==== Text passage ====

# CHEF DANIEL BOULARD´s BLACK FOREST IN A GLASS



## margcata (Sep 18, 2011)

This innovative light dessert has all the flavours of a classic Black Forest Cake ... French Restaurateur, Author and Chef Daniel Boulard located in NYC provided the recipe ...

By. Margcata

8 Servings ...

3 CUPS MINERAL WATER

1 1/2  cups plus 1 tblsp sugar

2 pounds of fresh black cherries

8 tsps of Kirsch ( clear cherry brandy )

1) BRING 3 cups water and 1 1/2 cups sugar to boil in heavy large saucepan.

2) STIR UNTIL SUGAR DISSOLVES. Remove from the heat.

3) Mix in cherries and 6 tsps of the Kirsch clear cherry brandy.

4) Cool and cover, chill overnight.

5) Drain the cherries reserving the syrup and cherries separately.

6) Chill cherries.

7) pour syrup into 13 x 9 x 2 metal baking pan

8) freeze syrup until slushy whisking every 20 mins. ( total 1 hr 20 mins )

9) freeze cherry granité without stirring

10) using a fork, scrape surface of granité to form icy flakes ...

====

Set exercise 1 ->
Answer these questions from the recipe.
(a) Who provided the recipe?
(b) How many teaspoons of Kirsch are mixed in with the cherries in step 3?
(c) What kind of pan does the syrup go into?
Set exercise 2 ->
For each statement, say whether it agrees with the recipe. Answer yes or no, and quote the words that decide it.
(a) The recipe makes 8 servings.
(b) The cherry granité is stirred while it freezes.
(c) The syrup is whisked every 20 minutes while it freezes.

==== Supplied material ====

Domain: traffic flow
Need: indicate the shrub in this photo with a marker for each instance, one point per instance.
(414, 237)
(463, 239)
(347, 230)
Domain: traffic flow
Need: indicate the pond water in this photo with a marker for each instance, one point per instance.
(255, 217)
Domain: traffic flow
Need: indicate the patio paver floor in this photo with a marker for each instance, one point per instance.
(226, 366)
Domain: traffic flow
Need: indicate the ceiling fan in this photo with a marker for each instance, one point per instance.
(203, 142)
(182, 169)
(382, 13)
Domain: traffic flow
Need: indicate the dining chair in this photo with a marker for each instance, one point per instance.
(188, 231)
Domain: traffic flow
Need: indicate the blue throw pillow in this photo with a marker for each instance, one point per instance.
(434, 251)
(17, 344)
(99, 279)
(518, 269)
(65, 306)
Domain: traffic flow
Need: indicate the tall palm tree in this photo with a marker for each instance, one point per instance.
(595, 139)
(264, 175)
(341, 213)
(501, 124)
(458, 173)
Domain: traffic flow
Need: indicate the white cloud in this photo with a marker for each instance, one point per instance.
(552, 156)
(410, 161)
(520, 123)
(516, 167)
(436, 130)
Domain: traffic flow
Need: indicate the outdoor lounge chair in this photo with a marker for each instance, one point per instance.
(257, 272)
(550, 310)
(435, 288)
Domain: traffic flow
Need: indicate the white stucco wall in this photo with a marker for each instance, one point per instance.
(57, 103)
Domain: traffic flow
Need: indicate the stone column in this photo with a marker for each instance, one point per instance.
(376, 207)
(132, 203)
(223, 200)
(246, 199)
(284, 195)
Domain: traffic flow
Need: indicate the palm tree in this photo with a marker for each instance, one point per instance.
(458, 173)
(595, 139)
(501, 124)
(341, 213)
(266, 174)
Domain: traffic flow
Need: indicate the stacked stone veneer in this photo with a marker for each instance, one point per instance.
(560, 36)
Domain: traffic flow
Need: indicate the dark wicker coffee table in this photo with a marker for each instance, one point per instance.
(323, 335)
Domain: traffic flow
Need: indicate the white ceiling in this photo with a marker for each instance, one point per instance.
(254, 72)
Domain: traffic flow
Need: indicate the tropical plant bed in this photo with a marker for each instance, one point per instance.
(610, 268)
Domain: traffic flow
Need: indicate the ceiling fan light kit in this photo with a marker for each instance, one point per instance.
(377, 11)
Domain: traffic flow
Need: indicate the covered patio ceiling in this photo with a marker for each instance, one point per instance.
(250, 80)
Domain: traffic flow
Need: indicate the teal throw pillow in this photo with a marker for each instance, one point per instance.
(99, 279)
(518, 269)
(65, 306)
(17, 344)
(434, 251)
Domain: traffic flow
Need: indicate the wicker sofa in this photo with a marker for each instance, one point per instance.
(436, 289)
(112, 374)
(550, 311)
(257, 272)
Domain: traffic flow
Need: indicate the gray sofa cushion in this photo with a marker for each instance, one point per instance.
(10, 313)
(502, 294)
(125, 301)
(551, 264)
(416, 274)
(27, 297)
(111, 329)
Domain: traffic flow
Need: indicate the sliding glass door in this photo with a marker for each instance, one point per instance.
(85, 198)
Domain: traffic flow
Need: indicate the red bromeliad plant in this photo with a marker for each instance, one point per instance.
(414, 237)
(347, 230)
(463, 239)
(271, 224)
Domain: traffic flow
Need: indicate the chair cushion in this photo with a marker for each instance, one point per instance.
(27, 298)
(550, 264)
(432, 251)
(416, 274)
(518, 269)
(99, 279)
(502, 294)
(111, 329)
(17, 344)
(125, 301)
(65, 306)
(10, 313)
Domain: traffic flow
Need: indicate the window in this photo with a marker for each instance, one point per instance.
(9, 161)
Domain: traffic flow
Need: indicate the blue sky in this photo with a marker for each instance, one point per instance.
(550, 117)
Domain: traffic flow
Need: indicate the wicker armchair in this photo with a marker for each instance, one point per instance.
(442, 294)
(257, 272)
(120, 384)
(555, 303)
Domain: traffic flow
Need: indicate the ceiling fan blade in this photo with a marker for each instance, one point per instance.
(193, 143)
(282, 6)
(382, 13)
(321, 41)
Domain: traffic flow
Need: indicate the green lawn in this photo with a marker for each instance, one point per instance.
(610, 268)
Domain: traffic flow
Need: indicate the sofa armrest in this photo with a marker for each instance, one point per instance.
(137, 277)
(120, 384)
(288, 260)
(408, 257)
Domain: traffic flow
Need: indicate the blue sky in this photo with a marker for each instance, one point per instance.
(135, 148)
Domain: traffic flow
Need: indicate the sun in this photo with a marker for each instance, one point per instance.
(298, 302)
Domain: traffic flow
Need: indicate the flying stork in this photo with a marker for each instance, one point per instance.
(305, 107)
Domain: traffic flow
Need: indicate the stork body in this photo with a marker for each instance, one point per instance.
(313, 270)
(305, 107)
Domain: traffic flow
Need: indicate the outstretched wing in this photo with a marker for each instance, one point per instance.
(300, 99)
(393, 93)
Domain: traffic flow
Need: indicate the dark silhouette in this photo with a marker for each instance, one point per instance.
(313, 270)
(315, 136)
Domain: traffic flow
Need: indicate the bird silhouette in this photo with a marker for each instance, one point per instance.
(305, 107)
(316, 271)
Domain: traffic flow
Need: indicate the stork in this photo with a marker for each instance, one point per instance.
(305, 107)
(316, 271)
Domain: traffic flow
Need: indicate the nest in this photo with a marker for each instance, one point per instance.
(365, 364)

====

Worked solution 1 ->
(a) French restaurateur, author and chef Daniel Boulard, located in NYC.
(b) 6 teaspoons.
(c) A 13 x 9 x 2 metal baking pan.

Worked solution 2 ->
(a) Yes: "8 Servings"
(b) No: "freeze cherry granité without stirring"
(c) Yes: "freeze syrup until slushy whisking every 20 mins."